▶ [Brano da leggere]:
#####

ALEX ZANARDI: "Nello sport come nella vita non si finisce mai di imparare"

“Lo sport come non l’avete mai visto”. E’ lo slogan di “Sfide”, il programma in onda su Rai3 dal 1999. Agli esordi si parlava solo di calcio poi la trasmissione ha allargato i suoi orizzonti. Lunedì 9 settembre parte la nuova stagione, condotta per il secondo anno da Alex Zanardi, l’ex pilota automobilistico e campione olimpico di handbike. “La formula è sempre la stessa – racconta Zanardi al Tv Radiocorriere, ma non è mai un déjà vu e non si rischia di cadere nella monotonia. Sono belle storie dalle quali si rimane ogni volta affascinati. Donne e uomini che hanno superato grandi difficoltà e hanno vinto splendidamente le loro sfide. Con la vita prima ancora che con lo sport!

Cos’è la sfida per uno sportivo? Una gara per  vincere un trofeo o una competizione con sé stessi?
La gente immagina  che la grande sfida sia il momento finale in cui ci si gioca il campionato del mondo, la resa dei conti. In realtà, per ogni sportivo vero, la sfida non è arrivare a giocarsi l’evento importante, quello che ti fa conquistare i titoli sui giornali. La vera sfida è all’inizio, quando cominci a fare sport, e magari riesci a convincere un genitore perplesso! Ed è vera sfida quando riesci a superare tutti gli ostacoli, che spesso per molti ragazzi sono anche di carattere economico. Mettiamo che vuoi fare il pilota. La moto è costosa. Se non hai il talento non ti danno la moto e se non ti danno la moto non sei in grado di dimostrare le tue capacità.

Si può dire pertanto che “Sfide”, più che raccontare i successi parla del superamento delle difficoltà?
Assolutamente!  Nello sport, così come nella vita, non si finisce mai di imparare. “Sfide” racconta degli ostacoli che ha dovuto superare chi voleva fare uno sport e ci credeva fino in fondo. La sfida è un percorso quotidiano, non è la gara della vita ma è il tragitto per arrivare alla gara della vita. 

Un’idea pulita, genuina e virtuosa dello sport, eppure purtroppo non è per tutti così. Prendiamo il ciclismo, ormai se ne parla quasi esclusivamente per il doping.

#####

▶ [Esercizi da svolgere]:
1. Stampa senza modifiche la parte dell'intervista ad Alex Zanardi che si apre con le parole contenenti "Assolutamente!  Nello sport, così" e si chiude con "gara della vita.".
2. Prosegui l'intervista ad Alex Zanardi a partire dal punto in cui si interrompe.
Le righe sono materiale a sé e non fanno parte dell'intervista ad Alex Zanardi.

▶ [Materiale di partenza]:
#####

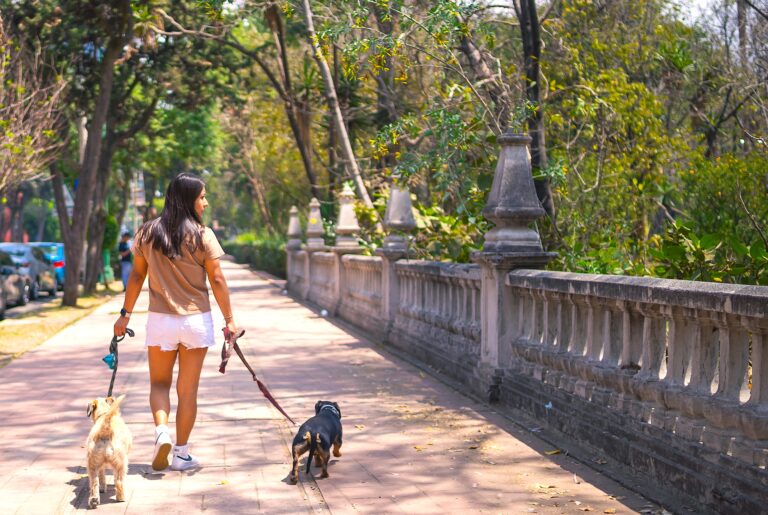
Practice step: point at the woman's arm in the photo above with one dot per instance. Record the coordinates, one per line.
(220, 291)
(132, 290)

#####

▶ [Risultati dell'esercizio]:
1.
Assolutamente!  Nello sport, così come nella vita, non si finisce mai di imparare. “Sfide” racconta degli ostacoli che ha dovuto superare chi voleva fare uno sport e ci credeva fino in fondo. La sfida è un percorso quotidiano, non è la gara della vita ma è il tragitto per arrivare alla gara della vita.

2.
E’ vero ma bisogna fare attenzione: il ciclismo è sotto l’occhio del ciclone perché oggi si fanno i controlli e finché non si facevano sembrava che il doping non esistesse. Ora che sono cominciate le verifiche a tappeto tutto viene fuori. Ci sono però tanti altri sport. Il mio non vuole essere un atto d’accusa ma c’è ancora tanto lavoro da fare!

Perché si ricorre al doping? Per una facile scorciatoia verso il successo?
Premesso che a nessuno piace arrivare secondo, quando sai di poter vincere, ciò che fa davvero la differenza è la passione. Se un ragazzo sogna di poter arrivare a grandi risultati perché, per esempio, ama andare in bicicletta, è molto probabile che quei risultati saranno per lui possibili. Se andare in bicicletta è invece l’unico modo di realizzare il suo sogno ma pedalare è per lui solo un sacrificio allora quella non è vera passione.

Magari a vent’anni sei attratto dal successo facile e ti lasci convincere che quella del doping è la strada più breve per raggiungere la notorietà.
E’ per questo che accanto ad un atleta ci dovrebbe essere sempre una persona con i capelli bianchi che invece di convincerlo a prendere la scorciatoia per diventare campione, “tanto lo fanno tutti”, dovrebbe dirgli “guarda: se ciò questo che stai facendolo lo vivi solo come una fatica cambia sport, fai qualcos‘altro nella vita. Non è scritto da nessuna parte che per essere felice devi diventare campione del mondo”.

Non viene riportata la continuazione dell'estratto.